Segment Start: Provided passage
Introduction
Entity linking is a critical task in natural language processing that involves linking entities mentioned in text to their corresponding entries in a knowledge base.
In this project, we implement a creative approach to entity linking that leverages the complementary capabilities of Semantic Role Labeling (SRL), Named Entity Recognition (NER), and BERT-based FAISS indexing.
We use SRL and NER to extract relevant queries from the input text, which are then used to perform a search in our FAISS index.
The index is built using a BERT-based synonym model that generates embedding vectors for each entity in the knowledge base. The candidate entities are then ranked using nearest neighbors of embedding space.
Our proposed approach to entity linking has significant implications in the medical space for patient care and biomedical use cases by improving the accuracy and efficiency of clinical decision support systems, as well as facilitating the extraction of valuable insights from biomedical literature.
The code, data, and instructions for this algorithm can be found in this repo
Algorithm Overview
Here’s how this entity-linking algorithm works:
- Generate pre-embeddings of database terms
- Parse sentence for query candidates
- Search for nearest neighbors of query, and obtain top K best matches
Details
Generating Pre-Embeddings
This step involves using FAISS indexing for similarity search, as well as a transformer model for computing the embeddings.
Hugging Face provides excellent support and documentation on how to use FAISS sematic search within the transformers library.
The tutorial that Hugging Face provides is practical because we will also need to use a transformer model to generate the embeddings for each of the terms in our database.
Having the right embedding matters plays VITAL role in search results–so much so, that choosing the correct model is the make-or-break point for the entire algorithm.
Fortunately, I did not have to try out too many models before arriving at tekraj/avodamed-synonym-generator1.
Interestingly enough, because this was a biomedical use case for entity-linking, I figured a model like michiyasunaga/BioLinkBERT-large would be fantastic–but performance was far worse!
That’s when my mentor Sutanay Choudhury famously told me the relation between vector similarity and synonym similarity:
“closeness in vector space does not imply synonym similarity”
Parsing sentences for query candidates
In this step, we parse each sentence of a given paragraph/context to extract query candidates; we call them queries because they are the search inputs that we eventually feed into the FAISS similarity search.
The goal of this parsing is to extract medical terms, signs, and symptoms related to what the patient is experiencing.
To achieve this goal, we use two parsing methods:
- Named Entity Recognition (NER)
- Semantic Role Labeling (SRL)
We use these two methods together because NER often works well to extract commonly recognized words, while SRL works to provided an extra boost in extracting words/phrases outside of what NER can detect.
For example, given the sentence,
The patient is suffering from a raging headache. He mentioned this past week that he has fever, nausea, and vomiting. He has trouble concentrating and often feels anxious.
A biochemically pretrained NER model would work great at picking up words like “fever”, “nausea”, “headache”, and “vomiting”, but would have a harder time picking up “trouble concentrating” or “anxious”–that’s exactly where SRL helps to scoop up the extract helpful and descriptive terms.
The specific models I’ve found to work well for this project are scispaCy’s en_ner_bc5cdr_md model for NER, and Allen AI’s SRL BERT model (2020.12.15) for SRL (direct model download link here)
NOTE: Allen AI also has a web demo for the SRL model that anyone can try here.
Similarity Search via nearest neighbors
Using the saved pre-embedding file that we computed earlier, we now begin to embedd each query using our same huggingface model, and compute the embedding distance between that query and all of the embedded terms from the saved file.
Conclusion
Overall, the results are pretty good from a search standpoint; download the repo and give it a try!
Segment End: Provided passage
Your task =>
List each model that the entity-linking write-up above identifies by its specific name.
Segment Start: Given data
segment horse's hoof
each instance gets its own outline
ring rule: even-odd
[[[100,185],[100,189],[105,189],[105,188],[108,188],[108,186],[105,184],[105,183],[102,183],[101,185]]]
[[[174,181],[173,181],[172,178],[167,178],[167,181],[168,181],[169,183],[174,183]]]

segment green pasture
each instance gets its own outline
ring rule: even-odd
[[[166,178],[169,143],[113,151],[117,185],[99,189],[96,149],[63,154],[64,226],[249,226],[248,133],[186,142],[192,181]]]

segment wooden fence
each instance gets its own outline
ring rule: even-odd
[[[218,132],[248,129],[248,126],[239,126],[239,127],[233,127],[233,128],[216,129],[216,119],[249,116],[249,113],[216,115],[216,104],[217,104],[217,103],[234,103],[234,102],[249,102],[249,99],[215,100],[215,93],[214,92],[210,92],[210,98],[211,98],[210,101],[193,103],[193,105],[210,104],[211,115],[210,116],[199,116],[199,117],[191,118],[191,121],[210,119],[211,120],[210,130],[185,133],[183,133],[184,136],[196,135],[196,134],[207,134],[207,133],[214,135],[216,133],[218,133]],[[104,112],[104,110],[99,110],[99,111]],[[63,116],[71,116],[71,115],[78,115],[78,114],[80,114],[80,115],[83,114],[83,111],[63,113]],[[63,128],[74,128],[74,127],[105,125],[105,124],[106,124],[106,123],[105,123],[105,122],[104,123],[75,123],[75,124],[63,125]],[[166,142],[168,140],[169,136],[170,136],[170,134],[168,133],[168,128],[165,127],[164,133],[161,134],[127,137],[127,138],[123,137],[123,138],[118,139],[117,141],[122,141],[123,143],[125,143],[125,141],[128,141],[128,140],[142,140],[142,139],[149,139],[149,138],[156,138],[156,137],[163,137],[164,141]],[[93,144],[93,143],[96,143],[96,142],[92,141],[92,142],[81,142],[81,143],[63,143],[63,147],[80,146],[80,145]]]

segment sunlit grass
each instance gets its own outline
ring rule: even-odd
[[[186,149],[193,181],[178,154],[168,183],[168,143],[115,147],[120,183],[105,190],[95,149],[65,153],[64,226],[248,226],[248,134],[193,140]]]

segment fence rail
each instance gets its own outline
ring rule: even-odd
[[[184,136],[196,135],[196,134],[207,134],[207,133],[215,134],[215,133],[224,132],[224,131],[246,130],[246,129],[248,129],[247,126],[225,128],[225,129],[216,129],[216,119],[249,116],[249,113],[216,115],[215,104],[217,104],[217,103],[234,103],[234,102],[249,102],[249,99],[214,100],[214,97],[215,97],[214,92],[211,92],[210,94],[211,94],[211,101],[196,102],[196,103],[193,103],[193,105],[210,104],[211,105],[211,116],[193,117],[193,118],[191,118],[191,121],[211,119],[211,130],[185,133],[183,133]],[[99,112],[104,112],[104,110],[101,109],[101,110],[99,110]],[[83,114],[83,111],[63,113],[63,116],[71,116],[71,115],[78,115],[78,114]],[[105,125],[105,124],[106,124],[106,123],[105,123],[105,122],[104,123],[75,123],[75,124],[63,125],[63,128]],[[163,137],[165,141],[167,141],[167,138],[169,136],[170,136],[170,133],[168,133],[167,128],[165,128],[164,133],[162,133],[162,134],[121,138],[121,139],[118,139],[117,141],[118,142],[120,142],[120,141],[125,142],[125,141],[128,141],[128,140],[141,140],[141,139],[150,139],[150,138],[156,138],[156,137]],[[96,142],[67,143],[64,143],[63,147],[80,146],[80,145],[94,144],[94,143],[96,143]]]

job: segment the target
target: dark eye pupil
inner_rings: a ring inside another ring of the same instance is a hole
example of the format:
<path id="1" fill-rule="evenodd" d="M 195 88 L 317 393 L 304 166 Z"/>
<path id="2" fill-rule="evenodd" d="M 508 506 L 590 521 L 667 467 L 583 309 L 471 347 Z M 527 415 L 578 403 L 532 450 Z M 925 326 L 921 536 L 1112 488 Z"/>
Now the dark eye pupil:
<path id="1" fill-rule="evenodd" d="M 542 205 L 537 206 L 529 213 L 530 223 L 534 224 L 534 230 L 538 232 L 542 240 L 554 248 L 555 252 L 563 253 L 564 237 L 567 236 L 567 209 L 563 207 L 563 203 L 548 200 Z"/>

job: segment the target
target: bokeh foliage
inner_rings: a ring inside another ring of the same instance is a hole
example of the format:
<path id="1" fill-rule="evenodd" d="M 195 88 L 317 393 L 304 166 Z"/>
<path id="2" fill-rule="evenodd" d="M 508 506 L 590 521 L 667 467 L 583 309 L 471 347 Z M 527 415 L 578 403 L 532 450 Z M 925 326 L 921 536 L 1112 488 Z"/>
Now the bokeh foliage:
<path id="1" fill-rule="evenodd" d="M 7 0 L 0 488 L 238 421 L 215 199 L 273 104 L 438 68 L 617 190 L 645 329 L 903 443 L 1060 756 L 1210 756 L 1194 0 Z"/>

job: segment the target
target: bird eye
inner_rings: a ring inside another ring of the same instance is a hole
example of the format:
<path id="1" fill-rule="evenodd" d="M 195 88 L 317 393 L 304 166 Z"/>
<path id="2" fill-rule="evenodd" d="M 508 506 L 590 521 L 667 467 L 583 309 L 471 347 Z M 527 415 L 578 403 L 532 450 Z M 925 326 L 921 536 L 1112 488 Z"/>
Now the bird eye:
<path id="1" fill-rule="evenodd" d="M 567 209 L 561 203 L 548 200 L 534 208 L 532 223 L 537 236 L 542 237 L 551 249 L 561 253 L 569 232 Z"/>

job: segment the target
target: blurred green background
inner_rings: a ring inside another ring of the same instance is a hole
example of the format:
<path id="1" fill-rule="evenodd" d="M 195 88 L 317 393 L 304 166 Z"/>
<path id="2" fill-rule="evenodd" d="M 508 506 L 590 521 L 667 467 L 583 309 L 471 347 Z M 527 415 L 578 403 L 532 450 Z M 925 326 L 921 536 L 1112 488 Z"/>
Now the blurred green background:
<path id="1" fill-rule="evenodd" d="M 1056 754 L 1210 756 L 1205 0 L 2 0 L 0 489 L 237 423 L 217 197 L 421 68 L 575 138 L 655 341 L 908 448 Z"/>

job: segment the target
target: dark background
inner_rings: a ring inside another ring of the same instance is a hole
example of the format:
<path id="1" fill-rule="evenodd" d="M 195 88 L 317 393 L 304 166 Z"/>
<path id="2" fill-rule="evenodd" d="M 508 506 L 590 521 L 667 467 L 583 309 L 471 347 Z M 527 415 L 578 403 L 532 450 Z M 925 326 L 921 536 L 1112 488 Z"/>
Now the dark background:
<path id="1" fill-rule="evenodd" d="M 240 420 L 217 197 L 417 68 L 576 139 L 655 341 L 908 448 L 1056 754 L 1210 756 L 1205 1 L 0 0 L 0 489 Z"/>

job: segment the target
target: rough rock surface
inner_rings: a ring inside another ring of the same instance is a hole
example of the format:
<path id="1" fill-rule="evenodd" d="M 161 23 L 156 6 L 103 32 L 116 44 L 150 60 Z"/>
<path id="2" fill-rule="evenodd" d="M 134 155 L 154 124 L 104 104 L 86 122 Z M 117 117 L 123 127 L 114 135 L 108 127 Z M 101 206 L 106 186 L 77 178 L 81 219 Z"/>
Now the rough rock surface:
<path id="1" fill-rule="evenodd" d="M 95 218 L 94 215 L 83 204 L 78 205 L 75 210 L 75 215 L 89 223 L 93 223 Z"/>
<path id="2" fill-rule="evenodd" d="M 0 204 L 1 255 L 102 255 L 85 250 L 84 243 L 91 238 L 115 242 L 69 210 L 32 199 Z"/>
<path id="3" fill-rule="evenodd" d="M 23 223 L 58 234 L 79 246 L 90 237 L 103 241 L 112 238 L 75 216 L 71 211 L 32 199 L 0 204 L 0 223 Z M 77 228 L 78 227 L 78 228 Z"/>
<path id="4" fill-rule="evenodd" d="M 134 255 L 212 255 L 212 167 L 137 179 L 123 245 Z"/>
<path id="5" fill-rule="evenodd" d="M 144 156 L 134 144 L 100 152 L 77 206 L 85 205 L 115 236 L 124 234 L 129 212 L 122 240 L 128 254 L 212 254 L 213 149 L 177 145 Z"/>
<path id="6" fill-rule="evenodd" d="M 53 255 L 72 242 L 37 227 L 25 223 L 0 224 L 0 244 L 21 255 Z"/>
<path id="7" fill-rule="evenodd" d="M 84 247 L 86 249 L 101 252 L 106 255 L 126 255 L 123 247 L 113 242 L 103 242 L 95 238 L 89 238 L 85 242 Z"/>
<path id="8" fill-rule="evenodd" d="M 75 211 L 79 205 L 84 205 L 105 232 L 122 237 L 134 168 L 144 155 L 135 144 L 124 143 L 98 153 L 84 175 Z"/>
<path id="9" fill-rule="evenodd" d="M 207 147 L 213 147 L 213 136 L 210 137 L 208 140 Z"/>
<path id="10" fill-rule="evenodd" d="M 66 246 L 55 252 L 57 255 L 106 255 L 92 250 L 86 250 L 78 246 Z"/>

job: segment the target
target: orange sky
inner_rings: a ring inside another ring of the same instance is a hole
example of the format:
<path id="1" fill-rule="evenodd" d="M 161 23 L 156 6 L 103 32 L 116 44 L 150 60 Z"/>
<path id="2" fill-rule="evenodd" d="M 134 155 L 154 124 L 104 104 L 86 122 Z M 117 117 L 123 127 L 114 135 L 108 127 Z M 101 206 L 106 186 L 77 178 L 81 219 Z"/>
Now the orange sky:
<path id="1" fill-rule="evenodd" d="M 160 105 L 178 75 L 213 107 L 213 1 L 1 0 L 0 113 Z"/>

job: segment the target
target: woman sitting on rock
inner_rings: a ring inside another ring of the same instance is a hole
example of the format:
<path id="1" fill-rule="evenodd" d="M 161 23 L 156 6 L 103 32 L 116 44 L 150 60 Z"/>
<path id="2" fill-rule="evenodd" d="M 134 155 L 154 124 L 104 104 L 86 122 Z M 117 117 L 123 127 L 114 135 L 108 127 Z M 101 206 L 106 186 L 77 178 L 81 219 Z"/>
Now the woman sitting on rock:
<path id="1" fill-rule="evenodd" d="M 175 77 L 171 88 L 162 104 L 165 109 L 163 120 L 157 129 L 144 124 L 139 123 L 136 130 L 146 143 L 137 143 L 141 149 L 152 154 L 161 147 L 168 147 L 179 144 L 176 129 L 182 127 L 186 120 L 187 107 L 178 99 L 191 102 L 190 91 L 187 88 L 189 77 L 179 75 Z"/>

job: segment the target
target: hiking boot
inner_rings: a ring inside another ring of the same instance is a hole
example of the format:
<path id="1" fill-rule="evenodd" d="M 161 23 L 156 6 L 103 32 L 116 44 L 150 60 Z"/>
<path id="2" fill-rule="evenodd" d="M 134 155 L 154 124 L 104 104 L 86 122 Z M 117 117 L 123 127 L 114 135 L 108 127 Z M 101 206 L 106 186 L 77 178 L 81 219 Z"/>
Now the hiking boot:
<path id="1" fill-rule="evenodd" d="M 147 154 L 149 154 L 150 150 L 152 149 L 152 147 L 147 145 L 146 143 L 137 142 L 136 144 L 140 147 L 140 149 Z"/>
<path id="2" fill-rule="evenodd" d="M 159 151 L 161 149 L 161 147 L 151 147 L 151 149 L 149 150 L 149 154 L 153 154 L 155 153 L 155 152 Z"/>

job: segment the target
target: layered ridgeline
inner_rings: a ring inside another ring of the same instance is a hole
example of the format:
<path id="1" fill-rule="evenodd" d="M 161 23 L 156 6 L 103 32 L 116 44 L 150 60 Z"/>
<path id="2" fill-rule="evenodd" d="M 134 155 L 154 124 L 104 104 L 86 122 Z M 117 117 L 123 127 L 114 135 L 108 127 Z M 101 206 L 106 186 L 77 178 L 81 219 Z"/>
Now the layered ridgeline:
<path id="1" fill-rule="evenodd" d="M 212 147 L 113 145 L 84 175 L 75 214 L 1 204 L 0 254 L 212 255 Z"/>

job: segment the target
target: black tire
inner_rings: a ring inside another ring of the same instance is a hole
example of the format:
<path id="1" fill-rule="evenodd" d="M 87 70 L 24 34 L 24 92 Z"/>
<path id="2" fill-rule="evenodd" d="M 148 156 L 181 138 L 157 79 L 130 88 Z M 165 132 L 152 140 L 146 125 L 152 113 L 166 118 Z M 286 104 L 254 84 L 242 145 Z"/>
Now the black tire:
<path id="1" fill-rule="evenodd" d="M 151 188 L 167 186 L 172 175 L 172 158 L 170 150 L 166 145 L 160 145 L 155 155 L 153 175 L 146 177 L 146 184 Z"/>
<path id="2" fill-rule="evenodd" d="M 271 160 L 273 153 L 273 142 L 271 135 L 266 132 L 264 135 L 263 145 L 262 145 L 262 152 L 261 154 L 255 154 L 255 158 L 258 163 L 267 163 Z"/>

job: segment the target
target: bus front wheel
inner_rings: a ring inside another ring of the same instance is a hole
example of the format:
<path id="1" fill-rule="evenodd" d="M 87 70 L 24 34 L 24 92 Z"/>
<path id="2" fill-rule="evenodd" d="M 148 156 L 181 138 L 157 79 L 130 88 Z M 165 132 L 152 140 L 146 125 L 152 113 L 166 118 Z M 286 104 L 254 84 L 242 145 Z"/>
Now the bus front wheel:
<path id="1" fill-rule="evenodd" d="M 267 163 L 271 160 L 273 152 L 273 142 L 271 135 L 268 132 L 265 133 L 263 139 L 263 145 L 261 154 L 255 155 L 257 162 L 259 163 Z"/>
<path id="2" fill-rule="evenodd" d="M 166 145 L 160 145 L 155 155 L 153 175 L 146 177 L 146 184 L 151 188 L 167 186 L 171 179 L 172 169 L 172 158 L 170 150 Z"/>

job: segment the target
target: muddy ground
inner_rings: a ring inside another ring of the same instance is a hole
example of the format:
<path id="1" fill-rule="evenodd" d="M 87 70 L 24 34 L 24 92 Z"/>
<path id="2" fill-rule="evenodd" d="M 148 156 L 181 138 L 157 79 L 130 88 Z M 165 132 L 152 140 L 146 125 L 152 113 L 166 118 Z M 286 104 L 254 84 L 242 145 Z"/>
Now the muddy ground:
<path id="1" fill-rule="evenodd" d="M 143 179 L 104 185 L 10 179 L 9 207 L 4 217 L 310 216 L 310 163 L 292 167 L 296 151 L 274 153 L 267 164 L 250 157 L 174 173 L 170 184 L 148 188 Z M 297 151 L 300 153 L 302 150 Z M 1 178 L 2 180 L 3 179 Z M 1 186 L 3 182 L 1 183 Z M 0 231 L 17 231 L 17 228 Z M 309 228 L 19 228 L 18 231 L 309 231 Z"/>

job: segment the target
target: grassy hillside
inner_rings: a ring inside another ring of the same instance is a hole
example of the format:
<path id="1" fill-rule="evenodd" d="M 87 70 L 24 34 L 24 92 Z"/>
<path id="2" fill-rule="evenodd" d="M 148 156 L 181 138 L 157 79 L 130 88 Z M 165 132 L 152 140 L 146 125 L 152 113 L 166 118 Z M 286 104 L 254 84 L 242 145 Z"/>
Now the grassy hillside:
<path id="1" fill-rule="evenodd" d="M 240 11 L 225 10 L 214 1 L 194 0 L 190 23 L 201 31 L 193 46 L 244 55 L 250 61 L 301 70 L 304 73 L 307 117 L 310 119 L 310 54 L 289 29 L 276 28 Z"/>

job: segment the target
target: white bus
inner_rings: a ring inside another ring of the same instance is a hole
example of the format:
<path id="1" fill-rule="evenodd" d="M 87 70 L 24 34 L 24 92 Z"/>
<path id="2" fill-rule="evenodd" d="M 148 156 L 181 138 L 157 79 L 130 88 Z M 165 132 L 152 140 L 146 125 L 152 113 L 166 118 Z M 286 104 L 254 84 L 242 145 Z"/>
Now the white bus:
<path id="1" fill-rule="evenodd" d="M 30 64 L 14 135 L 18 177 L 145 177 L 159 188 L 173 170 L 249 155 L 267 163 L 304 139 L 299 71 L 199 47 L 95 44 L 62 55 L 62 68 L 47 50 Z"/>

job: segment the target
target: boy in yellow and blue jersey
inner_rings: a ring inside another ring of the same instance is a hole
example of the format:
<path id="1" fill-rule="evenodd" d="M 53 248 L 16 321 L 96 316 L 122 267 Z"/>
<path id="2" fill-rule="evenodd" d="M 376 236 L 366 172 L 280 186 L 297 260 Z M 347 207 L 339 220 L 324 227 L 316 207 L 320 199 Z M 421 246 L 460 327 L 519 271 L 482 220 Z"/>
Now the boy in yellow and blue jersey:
Segment End: Given data
Result below =>
- tekraj/avodamed-synonym-generator1
- michiyasunaga/BioLinkBERT-large
- scispaCy's en_ner_bc5cdr_md
- Allen AI's SRL BERT model (2020.12.15)